## Data provided
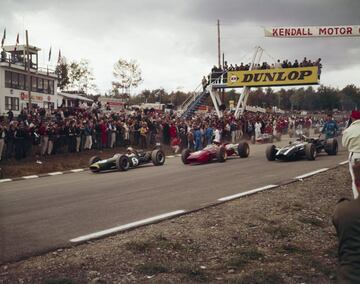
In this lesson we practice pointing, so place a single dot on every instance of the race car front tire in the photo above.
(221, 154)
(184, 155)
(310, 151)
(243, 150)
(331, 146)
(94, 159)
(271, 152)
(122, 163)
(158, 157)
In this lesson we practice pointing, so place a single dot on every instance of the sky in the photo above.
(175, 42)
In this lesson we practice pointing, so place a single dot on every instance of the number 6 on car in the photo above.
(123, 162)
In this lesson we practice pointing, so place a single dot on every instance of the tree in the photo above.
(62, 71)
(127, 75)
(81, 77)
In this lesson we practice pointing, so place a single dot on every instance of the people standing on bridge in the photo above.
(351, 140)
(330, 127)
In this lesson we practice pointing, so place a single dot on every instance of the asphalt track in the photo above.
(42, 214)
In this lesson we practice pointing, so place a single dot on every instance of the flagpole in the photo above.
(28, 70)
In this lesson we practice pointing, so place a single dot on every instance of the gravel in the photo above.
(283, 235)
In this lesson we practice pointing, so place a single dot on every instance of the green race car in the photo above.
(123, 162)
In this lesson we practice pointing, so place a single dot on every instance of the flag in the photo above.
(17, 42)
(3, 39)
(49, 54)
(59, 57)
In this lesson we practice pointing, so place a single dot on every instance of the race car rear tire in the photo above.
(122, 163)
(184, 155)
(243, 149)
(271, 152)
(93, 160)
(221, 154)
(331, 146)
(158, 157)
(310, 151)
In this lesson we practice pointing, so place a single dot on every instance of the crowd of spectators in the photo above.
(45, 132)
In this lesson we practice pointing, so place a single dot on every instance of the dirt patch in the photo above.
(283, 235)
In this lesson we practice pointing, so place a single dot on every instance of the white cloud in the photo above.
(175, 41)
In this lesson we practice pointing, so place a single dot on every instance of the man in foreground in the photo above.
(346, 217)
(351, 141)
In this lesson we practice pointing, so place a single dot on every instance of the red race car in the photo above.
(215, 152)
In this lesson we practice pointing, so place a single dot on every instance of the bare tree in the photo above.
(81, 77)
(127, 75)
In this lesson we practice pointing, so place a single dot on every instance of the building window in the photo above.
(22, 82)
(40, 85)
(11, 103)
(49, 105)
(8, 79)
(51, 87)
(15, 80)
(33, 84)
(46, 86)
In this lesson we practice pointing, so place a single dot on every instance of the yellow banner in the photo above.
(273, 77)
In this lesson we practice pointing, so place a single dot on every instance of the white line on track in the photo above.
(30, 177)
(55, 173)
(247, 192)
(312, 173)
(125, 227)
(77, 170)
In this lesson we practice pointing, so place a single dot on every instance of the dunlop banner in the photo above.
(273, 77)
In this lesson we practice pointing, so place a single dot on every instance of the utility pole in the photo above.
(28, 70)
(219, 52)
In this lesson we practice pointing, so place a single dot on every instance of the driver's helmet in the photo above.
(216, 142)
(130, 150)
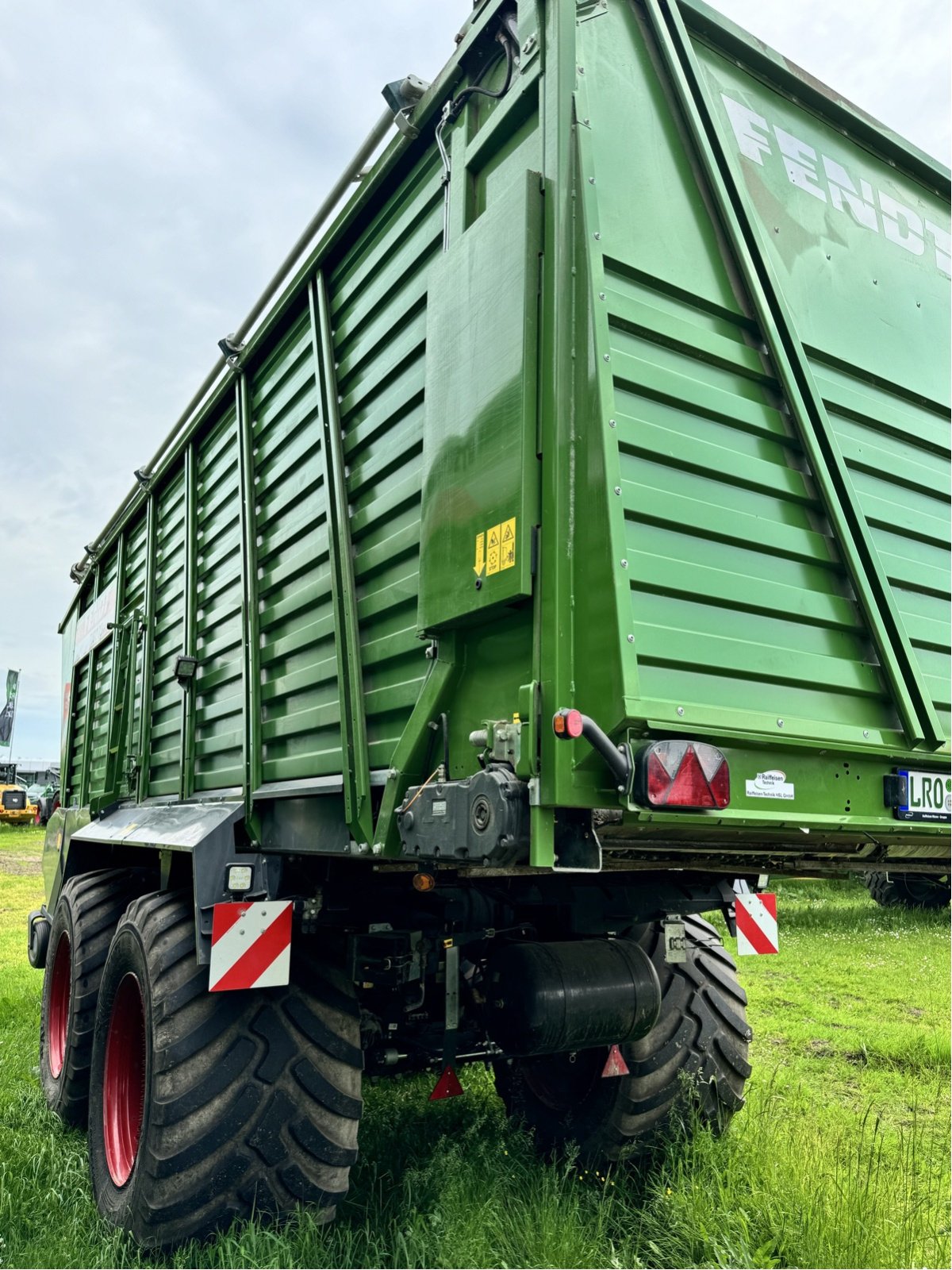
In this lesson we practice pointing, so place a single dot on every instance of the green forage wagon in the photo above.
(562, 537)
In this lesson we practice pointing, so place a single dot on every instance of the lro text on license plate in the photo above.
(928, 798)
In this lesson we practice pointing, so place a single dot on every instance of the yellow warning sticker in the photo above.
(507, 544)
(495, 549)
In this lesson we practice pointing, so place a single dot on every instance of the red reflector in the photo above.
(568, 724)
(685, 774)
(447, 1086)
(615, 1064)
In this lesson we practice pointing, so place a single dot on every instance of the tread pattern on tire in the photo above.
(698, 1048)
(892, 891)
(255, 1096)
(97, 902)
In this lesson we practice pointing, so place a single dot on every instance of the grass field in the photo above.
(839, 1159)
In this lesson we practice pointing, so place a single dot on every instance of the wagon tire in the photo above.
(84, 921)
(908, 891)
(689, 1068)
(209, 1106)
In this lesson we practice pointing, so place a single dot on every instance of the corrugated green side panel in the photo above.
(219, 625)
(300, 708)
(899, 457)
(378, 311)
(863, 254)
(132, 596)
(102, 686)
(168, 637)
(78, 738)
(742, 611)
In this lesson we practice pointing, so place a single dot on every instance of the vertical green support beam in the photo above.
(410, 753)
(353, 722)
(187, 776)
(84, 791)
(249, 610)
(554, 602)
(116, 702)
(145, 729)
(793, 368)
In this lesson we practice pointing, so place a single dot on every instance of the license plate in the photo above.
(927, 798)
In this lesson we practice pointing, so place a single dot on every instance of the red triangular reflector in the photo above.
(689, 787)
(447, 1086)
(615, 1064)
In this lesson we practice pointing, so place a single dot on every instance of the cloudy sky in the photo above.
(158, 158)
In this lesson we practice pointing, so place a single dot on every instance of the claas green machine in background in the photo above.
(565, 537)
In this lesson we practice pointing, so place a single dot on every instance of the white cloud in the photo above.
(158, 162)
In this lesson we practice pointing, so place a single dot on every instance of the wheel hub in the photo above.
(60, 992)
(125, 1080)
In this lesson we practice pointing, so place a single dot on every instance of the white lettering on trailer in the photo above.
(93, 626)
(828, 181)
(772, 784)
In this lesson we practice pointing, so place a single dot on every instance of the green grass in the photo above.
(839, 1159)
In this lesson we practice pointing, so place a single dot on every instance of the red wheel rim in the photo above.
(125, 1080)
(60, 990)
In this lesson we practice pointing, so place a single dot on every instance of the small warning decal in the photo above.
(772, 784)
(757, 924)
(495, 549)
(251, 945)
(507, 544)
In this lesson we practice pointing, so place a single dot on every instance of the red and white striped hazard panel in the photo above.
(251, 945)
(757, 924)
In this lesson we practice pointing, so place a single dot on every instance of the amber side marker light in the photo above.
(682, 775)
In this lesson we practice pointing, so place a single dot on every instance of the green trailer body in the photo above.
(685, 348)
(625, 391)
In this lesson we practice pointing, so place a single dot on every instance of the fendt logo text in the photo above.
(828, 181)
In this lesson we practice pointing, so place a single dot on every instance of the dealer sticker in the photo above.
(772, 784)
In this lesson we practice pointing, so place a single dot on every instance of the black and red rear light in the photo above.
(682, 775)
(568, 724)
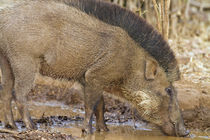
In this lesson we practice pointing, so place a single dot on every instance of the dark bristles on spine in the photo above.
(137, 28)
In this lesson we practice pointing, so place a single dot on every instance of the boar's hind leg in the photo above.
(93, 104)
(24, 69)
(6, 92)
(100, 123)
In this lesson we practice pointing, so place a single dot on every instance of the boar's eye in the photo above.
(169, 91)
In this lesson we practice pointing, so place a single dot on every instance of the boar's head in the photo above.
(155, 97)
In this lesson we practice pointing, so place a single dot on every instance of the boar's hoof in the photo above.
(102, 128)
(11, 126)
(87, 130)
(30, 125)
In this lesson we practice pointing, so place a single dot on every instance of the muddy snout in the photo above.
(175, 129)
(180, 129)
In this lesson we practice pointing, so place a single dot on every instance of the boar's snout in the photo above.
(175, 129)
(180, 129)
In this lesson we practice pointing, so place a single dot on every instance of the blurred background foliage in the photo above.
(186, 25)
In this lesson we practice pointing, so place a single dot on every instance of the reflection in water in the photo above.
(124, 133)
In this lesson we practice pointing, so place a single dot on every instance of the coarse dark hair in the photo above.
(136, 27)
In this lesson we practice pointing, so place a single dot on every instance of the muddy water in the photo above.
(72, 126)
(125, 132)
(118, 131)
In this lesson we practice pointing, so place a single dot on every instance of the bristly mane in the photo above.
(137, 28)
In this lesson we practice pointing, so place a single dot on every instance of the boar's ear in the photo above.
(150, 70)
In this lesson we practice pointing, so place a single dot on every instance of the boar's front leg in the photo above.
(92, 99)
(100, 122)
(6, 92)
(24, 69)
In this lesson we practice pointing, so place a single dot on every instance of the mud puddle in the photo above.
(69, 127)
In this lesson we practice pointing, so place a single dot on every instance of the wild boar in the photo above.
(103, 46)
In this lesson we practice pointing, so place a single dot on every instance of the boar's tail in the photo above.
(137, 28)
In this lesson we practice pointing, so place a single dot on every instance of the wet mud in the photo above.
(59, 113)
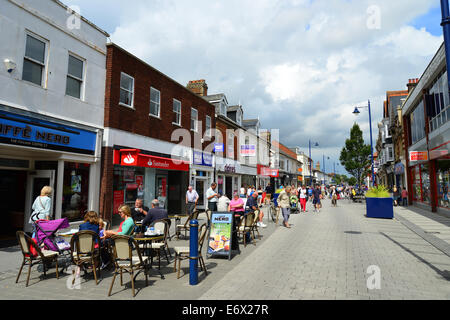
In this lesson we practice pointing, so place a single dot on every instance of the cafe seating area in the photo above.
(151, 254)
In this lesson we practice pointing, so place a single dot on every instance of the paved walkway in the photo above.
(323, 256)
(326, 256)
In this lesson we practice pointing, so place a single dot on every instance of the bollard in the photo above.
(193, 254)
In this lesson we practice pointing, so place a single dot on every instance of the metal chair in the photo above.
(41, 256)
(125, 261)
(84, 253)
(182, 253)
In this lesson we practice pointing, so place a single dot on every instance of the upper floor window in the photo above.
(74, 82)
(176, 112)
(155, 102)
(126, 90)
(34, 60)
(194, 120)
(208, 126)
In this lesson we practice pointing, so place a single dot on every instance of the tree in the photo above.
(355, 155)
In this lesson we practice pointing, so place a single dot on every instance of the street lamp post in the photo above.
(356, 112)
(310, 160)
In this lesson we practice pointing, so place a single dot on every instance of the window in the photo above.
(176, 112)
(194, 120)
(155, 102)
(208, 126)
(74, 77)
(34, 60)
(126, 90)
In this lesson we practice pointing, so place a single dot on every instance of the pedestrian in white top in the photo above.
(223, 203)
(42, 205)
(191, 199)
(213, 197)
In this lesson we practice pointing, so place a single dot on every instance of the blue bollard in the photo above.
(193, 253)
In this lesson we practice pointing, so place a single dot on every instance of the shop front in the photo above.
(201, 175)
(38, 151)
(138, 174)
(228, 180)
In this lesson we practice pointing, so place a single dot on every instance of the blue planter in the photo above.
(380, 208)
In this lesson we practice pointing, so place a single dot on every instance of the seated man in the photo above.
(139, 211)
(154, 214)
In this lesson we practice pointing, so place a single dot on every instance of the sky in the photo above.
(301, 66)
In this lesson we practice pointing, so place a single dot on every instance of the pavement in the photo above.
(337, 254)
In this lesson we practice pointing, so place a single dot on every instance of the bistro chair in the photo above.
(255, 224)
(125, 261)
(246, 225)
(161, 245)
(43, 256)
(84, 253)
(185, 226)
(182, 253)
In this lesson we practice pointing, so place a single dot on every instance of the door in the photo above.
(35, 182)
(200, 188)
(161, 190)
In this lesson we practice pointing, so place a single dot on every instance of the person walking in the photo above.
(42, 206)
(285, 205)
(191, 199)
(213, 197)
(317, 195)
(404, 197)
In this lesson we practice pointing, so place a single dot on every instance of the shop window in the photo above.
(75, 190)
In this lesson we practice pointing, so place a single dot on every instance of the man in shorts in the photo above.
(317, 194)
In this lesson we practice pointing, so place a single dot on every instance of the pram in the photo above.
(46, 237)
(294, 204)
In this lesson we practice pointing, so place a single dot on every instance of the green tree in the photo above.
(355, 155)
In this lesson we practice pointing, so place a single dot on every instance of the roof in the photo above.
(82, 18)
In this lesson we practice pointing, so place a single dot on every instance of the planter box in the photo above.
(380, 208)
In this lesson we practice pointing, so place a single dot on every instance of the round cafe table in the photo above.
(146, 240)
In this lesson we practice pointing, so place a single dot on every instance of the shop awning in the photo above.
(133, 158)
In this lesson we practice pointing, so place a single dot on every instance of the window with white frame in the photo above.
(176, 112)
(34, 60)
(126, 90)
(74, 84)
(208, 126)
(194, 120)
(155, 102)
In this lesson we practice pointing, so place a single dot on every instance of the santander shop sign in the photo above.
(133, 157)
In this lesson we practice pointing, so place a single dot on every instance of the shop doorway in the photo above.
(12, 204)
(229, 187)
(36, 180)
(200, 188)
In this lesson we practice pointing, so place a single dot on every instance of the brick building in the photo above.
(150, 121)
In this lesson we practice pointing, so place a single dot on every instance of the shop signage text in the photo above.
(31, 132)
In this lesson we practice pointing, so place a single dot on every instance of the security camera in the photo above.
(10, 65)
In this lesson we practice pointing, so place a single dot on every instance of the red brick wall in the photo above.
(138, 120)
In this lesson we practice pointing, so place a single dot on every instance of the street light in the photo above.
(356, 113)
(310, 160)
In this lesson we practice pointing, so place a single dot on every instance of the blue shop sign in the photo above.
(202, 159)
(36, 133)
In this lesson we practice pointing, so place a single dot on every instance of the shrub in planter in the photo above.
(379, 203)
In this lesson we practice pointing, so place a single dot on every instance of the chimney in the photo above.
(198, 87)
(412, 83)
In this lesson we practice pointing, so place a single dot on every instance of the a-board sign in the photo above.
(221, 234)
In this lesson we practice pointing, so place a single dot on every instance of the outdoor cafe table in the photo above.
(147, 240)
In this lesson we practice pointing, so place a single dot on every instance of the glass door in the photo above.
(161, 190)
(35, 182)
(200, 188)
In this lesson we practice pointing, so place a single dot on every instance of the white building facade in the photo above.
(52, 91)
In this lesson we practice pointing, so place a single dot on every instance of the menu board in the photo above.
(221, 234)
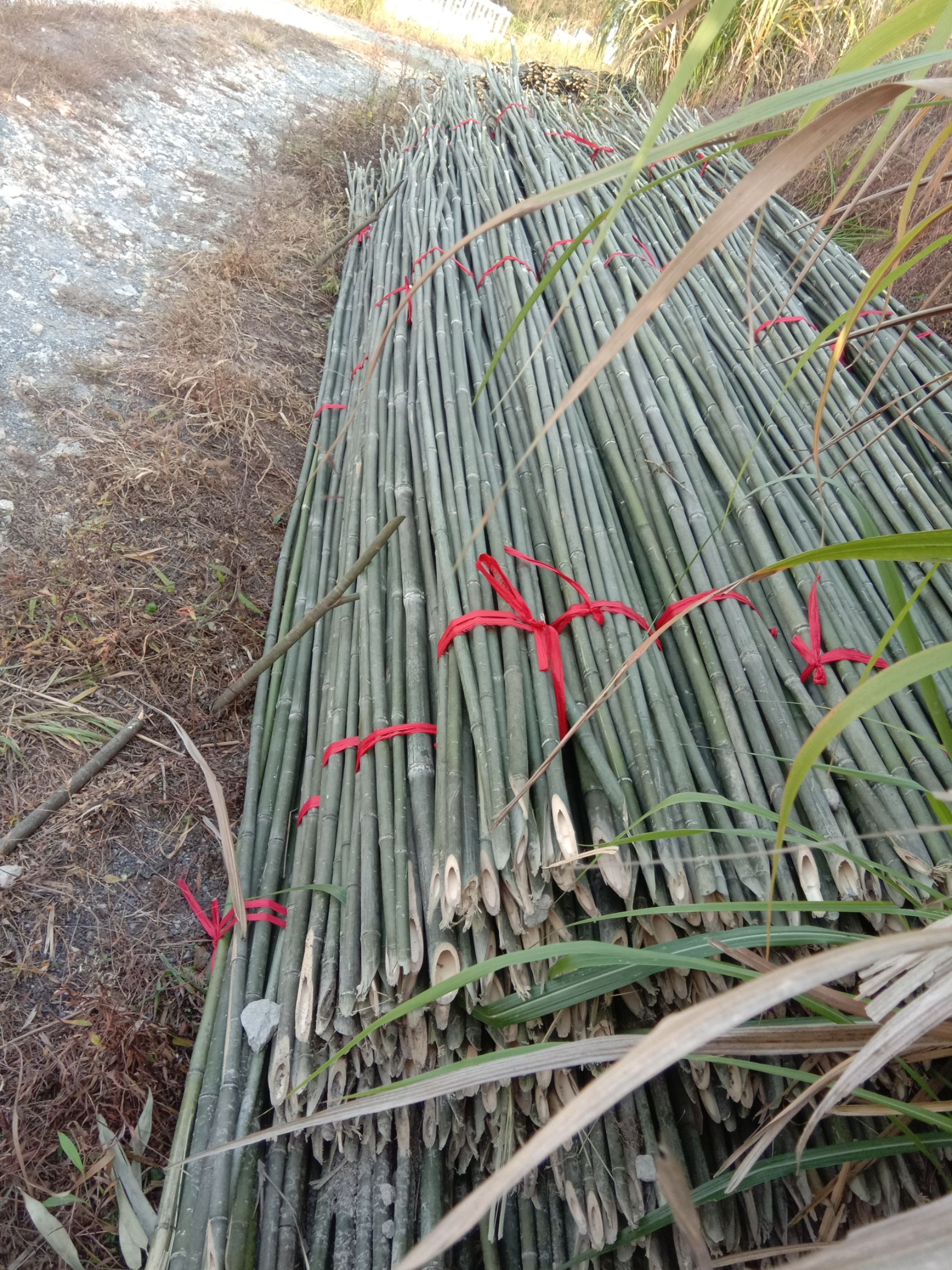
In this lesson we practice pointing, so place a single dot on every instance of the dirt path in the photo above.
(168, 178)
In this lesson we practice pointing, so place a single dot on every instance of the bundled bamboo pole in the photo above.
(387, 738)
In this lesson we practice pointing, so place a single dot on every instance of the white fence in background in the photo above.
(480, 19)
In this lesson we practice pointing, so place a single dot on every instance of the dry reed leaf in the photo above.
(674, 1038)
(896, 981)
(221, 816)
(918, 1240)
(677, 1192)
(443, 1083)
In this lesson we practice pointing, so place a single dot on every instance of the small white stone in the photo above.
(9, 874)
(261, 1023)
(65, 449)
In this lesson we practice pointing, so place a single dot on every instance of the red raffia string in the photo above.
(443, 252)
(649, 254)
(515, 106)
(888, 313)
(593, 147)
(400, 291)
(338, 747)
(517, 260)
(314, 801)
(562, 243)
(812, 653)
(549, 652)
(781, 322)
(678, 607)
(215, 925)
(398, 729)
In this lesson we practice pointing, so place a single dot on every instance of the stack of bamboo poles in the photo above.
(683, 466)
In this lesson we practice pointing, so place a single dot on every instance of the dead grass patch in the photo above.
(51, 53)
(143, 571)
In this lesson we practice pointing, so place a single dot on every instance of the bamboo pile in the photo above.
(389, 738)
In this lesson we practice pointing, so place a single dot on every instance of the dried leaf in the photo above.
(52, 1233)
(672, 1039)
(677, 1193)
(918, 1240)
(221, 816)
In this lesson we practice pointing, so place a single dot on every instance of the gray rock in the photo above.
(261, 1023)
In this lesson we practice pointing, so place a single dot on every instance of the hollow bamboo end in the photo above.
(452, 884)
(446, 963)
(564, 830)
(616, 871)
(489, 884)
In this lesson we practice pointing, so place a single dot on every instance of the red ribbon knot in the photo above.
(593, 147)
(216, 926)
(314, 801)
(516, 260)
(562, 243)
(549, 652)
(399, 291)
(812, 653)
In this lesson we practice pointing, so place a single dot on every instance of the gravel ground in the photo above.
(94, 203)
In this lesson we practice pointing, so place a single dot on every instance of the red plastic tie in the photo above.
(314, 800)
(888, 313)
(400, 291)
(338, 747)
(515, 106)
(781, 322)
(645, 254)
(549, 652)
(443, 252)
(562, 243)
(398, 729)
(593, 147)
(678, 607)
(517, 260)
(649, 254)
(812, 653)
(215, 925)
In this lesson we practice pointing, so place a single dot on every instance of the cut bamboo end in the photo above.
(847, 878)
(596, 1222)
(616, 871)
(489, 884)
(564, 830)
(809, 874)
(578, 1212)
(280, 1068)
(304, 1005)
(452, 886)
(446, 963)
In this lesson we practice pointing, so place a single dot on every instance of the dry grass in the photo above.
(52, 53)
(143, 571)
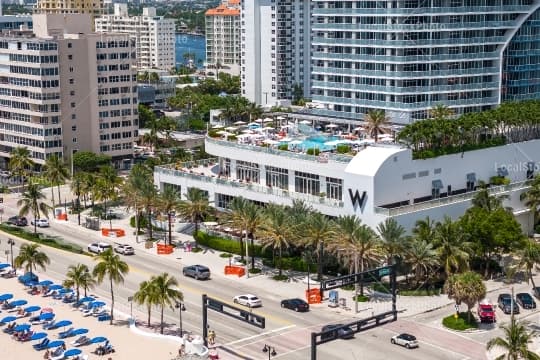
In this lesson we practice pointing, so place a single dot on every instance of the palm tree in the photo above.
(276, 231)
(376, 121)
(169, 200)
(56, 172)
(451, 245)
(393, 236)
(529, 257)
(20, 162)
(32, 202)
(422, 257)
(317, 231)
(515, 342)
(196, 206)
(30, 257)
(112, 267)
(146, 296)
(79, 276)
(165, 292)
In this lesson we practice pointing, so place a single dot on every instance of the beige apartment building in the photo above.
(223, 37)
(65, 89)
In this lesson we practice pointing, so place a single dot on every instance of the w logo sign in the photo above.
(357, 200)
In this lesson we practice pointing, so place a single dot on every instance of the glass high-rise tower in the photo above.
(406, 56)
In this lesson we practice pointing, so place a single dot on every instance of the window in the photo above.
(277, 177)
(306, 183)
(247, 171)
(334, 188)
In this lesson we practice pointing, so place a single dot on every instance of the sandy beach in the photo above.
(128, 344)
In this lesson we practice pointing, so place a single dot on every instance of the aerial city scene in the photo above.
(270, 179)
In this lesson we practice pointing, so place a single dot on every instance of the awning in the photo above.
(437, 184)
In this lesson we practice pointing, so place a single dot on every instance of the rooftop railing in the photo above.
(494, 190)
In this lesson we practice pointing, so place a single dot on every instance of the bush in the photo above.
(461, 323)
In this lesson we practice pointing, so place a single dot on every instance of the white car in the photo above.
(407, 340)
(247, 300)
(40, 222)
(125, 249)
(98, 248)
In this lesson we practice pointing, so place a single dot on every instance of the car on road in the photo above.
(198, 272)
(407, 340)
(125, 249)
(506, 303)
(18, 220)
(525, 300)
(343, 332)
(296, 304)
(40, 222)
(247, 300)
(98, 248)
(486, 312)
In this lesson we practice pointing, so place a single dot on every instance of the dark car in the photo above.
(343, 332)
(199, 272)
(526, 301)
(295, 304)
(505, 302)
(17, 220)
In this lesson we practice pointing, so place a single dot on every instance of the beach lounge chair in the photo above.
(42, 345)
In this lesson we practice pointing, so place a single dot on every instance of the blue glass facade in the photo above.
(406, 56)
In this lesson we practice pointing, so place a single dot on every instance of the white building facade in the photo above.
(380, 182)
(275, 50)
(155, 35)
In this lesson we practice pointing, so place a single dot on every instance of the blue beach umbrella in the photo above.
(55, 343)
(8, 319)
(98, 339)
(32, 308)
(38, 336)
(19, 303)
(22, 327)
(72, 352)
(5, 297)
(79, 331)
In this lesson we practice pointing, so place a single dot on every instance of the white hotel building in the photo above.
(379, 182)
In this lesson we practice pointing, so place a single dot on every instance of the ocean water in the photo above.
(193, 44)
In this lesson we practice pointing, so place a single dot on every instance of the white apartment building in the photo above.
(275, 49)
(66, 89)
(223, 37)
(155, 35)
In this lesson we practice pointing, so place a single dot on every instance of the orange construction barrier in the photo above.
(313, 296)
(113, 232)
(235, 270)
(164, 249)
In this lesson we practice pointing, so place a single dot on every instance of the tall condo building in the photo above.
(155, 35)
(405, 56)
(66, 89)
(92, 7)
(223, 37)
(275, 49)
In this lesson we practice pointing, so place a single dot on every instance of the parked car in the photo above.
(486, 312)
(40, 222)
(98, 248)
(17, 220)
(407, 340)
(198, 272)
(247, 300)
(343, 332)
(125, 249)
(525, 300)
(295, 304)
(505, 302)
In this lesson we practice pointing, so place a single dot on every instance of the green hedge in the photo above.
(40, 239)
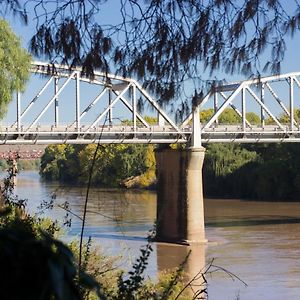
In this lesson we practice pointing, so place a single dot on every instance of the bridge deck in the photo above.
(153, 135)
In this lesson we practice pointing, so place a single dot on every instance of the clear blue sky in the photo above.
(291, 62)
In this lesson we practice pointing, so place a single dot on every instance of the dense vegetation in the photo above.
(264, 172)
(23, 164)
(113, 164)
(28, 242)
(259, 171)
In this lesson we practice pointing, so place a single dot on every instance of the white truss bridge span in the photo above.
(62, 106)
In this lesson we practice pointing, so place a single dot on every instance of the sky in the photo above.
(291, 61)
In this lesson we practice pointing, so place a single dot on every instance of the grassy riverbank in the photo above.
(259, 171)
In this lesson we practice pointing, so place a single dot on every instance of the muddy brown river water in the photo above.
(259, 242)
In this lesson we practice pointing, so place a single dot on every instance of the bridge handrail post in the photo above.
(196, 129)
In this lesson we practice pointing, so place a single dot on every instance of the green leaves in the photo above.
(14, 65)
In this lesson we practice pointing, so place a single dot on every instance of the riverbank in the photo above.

## Task item
Your task is to extract the lines running from the one with "grassy riverbank in the photo above." to the end of the material, inclusive, copying each exactly and adding nothing.

## Completed task
In this lesson we practice pointing, so place a single dot on every instance of the grassy riverbank in the photo above.
(259, 171)
In this lesson we practice pointing, so place a single dot on every instance of the muddy brown river water in the photo above.
(259, 242)
In this lesson we practice pointing, so place a single dot on every instance of the bridge handrail post in the photo above.
(196, 129)
In this lesson we practice pointing, so place a single dot on every instance of the green leaves in the photo above.
(14, 65)
In this lesson we practice pointing, so place a single dot on every instance of the riverbank in the photo above.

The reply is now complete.